## Data for review:
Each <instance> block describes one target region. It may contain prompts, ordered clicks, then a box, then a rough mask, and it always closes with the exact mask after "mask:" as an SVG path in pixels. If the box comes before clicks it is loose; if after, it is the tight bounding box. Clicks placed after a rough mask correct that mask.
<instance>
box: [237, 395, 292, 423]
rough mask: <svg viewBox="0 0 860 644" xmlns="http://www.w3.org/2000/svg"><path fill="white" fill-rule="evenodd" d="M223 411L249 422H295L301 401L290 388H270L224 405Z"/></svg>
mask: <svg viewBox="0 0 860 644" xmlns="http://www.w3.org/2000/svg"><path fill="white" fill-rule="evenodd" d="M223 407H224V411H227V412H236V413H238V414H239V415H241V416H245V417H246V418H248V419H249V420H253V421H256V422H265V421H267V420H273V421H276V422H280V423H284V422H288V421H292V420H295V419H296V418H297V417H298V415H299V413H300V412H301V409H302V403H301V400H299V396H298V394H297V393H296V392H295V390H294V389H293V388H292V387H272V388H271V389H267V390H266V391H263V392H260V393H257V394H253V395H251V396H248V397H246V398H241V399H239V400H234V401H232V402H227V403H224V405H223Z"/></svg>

## Your instructions:
Whenever a line in the records contains the word "instance", copy that line.

## Response box:
Each <instance> block describes one target region. It may contain prompts, ordered clicks, then a box, then a rough mask, and it always closes with the exact mask after "mask:" as an SVG path in pixels. If the box comes before clicks it is loose; if after, it is the tight bounding box. Clicks placed after a rough mask correct that mask.
<instance>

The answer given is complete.